→ **TASK ITEM**: Copy the passage below on company employee perks word for word, in its entirety.

It may not have on-staff physicians as Google does, but the Institute for Integrative Nutrition does a pretty good job of making sure its employees have what they need for physical and mental wellness. A professional chef prepares a healthy organic lunch for the staff every day (breakfast and snacks are also provided), and fresh flowers are placed on everyone's desk. If biweekly chair massages and in-house yoga classes aren't enough to de-stress you, just go on the staff yoga retreat.
Higher education is undoubtedly valuable to any employee, but it's a privilege that not everyone can afford. Starbucks offers a College Achievement Plan, a program that allows all eligible U.S. employees (those who work 20 hours or more per week) to earn a bachelor's degree through Arizona State University's online program, with full tuition coverage.
While smaller companies may not be able to afford four-year degrees for their staff, they still find ways to invest in their employees' personal development. For example, Los Angeles-based Konnect PR offers financial assistance for employee classes and other educational interests.
It makes sense that a company selling outdoor clothing and equipment would want its employees to stay physically fit. Based in California,Patagonia provides company bikes, volleyball courts and on-site yoga for its workers. Employees are also encouraged to catch a wave or two in the middle of the workday: The reception desk posts daily surf reports and makes companywide announcements on especially good surf days.
Millennials are known for their social consciousness, and numerous studies have shown that this generation, in particular, values brands and employers that emphasize doing good in the world. That's why companies like The Goddard School, Jennifer Adams Worldwide and Zimbra give their employees paid time off and/or flexible work hours to engage in volunteer projects. In another Business News Daily article, Zimbra CEO Patrick Brandt said civic engagement is a necessity in the modern workplace, and ultimately boosts staff morale.

→ **STUDY MATERIAL**:
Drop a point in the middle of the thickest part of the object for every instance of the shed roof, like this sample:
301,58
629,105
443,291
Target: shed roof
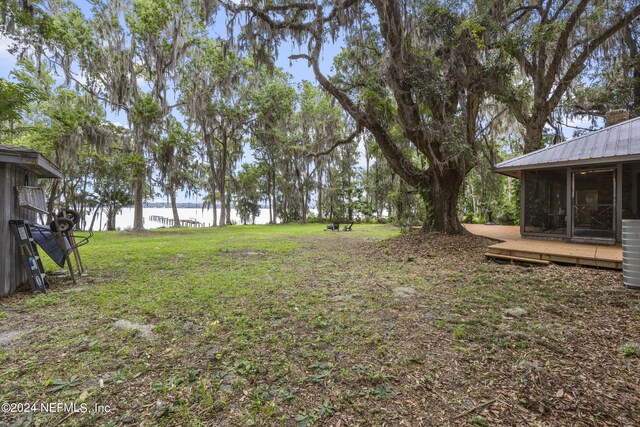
617,143
29,159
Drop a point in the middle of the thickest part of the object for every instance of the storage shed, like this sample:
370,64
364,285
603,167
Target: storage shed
582,189
18,166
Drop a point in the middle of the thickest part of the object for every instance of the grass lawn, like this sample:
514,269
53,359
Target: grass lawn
291,325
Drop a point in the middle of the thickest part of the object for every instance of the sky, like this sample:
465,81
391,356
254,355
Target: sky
298,69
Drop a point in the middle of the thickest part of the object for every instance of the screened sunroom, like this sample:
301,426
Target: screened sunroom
582,189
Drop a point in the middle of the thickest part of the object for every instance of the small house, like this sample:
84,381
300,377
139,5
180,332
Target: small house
580,190
19,166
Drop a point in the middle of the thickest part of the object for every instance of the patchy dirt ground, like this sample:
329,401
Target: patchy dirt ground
338,329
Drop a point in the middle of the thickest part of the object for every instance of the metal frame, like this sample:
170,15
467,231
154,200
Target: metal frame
616,172
523,206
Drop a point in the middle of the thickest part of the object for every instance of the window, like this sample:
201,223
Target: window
545,202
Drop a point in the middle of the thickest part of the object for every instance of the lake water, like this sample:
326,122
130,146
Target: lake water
125,218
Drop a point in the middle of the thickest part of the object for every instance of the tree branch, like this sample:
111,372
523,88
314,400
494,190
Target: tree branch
338,143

→ **WRITTEN SOLUTION**:
It may not have on-staff physicians as Google does, but the Institute for Integrative Nutrition does a pretty good job of making sure its employees have what they need for physical and mental wellness. A professional chef prepares a healthy organic lunch for the staff every day (breakfast and snacks are also provided), and fresh flowers are placed on everyone's desk. If biweekly chair massages and in-house yoga classes aren't enough to de-stress you, just go on the staff yoga retreat.
Higher education is undoubtedly valuable to any employee, but it's a privilege that not everyone can afford. Starbucks offers a College Achievement Plan, a program that allows all eligible U.S. employees (those who work 20 hours or more per week) to earn a bachelor's degree through Arizona State University's online program, with full tuition coverage.
While smaller companies may not be able to afford four-year degrees for their staff, they still find ways to invest in their employees' personal development. For example, Los Angeles-based Konnect PR offers financial assistance for employee classes and other educational interests.
It makes sense that a company selling outdoor clothing and equipment would want its employees to stay physically fit. Based in California,Patagonia provides company bikes, volleyball courts and on-site yoga for its workers. Employees are also encouraged to catch a wave or two in the middle of the workday: The reception desk posts daily surf reports and makes companywide announcements on especially good surf days.
Millennials are known for their social consciousness, and numerous studies have shown that this generation, in particular, values brands and employers that emphasize doing good in the world. That's why companies like The Goddard School, Jennifer Adams Worldwide and Zimbra give their employees paid time off and/or flexible work hours to engage in volunteer projects. In another Business News Daily article, Zimbra CEO Patrick Brandt said civic engagement is a necessity in the modern workplace, and ultimately boosts staff morale.